Exercise description => In the records, starting at the line containing "5, row 114." and ending at the line containing "column 182, row 119", substitute "man's head" for "man's face" and give back only those lines with nothing else altered.

Records for this task =>
-*-*-

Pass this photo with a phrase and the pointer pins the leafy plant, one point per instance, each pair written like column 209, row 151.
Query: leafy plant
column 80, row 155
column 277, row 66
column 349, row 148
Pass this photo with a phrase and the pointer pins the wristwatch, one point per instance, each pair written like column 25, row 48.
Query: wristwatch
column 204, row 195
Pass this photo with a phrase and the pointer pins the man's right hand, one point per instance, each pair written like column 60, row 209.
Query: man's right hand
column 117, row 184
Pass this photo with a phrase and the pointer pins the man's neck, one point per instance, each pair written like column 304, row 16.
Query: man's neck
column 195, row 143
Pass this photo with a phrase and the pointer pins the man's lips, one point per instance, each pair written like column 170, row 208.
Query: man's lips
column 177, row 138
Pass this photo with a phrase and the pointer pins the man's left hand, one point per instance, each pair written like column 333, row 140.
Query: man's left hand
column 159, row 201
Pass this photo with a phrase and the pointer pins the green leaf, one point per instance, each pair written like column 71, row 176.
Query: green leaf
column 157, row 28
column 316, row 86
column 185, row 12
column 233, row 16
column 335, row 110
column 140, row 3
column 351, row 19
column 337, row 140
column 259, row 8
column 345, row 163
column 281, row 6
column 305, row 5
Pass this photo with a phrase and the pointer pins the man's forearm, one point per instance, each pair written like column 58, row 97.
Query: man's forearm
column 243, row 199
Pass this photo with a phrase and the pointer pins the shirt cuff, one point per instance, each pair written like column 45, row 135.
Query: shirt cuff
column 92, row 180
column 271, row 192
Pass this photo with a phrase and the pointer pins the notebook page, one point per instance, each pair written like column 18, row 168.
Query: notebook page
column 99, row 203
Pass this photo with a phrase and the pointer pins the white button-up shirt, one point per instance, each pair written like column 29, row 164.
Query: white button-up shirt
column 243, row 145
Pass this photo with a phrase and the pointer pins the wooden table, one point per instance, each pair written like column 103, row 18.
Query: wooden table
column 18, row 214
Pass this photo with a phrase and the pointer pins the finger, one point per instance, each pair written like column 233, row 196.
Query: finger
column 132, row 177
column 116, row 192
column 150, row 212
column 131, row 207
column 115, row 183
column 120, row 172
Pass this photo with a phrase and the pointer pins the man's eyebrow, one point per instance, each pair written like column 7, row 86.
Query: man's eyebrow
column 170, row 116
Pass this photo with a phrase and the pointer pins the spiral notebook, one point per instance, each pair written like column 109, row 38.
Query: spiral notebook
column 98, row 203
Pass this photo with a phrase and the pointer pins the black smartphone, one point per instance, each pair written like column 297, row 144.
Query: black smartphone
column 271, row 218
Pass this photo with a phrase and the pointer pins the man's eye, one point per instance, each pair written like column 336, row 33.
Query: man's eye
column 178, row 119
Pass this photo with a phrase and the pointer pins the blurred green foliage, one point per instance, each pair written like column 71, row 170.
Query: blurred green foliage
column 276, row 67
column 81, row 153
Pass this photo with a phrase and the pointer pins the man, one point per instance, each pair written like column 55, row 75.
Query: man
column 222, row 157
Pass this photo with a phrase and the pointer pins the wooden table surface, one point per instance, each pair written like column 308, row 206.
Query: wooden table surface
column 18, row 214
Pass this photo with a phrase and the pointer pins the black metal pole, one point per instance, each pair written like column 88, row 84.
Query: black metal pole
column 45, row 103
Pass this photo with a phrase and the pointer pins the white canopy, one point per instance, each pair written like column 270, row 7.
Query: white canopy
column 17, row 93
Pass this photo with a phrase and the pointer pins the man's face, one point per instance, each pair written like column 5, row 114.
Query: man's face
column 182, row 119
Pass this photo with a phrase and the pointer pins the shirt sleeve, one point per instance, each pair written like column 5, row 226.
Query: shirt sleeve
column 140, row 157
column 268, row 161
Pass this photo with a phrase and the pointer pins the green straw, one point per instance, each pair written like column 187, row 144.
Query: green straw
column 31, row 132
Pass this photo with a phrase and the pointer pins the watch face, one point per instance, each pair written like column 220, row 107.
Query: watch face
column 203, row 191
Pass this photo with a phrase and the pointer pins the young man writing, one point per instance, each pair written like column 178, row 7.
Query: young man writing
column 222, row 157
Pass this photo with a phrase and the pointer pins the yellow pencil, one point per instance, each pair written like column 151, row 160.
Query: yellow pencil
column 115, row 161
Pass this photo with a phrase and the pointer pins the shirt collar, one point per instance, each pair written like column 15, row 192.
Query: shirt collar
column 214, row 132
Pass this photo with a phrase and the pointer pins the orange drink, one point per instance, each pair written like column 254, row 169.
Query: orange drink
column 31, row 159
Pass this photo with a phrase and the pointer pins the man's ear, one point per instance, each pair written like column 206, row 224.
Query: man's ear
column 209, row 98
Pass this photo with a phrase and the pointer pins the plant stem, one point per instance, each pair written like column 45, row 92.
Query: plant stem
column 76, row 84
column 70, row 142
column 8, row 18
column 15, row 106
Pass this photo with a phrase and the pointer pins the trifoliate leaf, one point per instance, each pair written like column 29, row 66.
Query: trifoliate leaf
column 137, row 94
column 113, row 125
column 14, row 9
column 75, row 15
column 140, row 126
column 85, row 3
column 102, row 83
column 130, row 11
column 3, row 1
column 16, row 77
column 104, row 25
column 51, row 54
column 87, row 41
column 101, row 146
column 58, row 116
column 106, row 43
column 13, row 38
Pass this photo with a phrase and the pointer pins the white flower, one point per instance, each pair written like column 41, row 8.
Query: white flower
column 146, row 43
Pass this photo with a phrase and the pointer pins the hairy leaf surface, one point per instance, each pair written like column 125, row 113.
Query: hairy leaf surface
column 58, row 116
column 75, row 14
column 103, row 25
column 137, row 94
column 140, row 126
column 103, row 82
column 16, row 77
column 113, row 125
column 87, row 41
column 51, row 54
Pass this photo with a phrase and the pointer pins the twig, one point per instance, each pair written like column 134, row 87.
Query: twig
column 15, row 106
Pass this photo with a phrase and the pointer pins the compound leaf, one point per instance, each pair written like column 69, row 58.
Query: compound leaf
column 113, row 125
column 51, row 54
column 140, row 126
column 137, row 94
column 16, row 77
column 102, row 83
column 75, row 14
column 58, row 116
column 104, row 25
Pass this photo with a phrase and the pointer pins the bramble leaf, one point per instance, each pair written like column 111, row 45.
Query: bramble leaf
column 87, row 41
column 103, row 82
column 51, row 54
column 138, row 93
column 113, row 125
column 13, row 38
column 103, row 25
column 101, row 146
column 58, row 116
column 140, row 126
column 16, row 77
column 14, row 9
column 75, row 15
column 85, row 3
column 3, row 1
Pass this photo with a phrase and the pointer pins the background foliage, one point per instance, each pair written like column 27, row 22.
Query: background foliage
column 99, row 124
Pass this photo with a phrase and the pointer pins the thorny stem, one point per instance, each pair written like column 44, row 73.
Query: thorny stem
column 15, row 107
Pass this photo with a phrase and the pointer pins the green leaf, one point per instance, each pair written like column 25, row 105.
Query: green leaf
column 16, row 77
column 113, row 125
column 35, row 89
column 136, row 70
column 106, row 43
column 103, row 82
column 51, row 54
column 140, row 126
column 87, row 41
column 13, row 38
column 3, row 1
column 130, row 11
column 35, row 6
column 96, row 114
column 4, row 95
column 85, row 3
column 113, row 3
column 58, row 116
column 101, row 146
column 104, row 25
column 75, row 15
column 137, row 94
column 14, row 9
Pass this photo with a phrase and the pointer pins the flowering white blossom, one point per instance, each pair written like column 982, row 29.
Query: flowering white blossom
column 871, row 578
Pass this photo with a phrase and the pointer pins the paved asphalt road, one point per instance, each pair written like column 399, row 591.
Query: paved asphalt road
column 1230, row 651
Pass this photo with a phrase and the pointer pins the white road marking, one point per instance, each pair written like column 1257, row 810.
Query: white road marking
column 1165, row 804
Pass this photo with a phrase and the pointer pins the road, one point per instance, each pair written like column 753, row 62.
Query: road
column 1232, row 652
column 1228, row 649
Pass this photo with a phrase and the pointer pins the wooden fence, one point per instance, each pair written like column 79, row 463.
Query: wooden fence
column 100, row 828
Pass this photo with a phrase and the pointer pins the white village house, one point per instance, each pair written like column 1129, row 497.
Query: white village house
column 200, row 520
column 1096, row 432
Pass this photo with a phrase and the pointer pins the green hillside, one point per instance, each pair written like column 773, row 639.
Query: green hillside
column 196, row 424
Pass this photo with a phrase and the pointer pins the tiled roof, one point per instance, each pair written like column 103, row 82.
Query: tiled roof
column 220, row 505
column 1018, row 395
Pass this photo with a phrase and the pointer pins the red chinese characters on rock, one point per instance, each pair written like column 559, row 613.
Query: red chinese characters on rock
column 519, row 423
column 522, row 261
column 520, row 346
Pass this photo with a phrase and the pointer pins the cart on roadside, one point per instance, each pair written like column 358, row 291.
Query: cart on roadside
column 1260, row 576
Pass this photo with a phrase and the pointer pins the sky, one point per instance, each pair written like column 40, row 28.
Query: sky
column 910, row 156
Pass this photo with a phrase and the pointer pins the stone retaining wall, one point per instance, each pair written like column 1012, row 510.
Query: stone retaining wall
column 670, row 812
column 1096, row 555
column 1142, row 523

-*-*-

Final result =>
Pass this photo with a phrase and the pointer pins the man's head, one point per instance, each pair written like column 5, row 114.
Query: man's head
column 182, row 119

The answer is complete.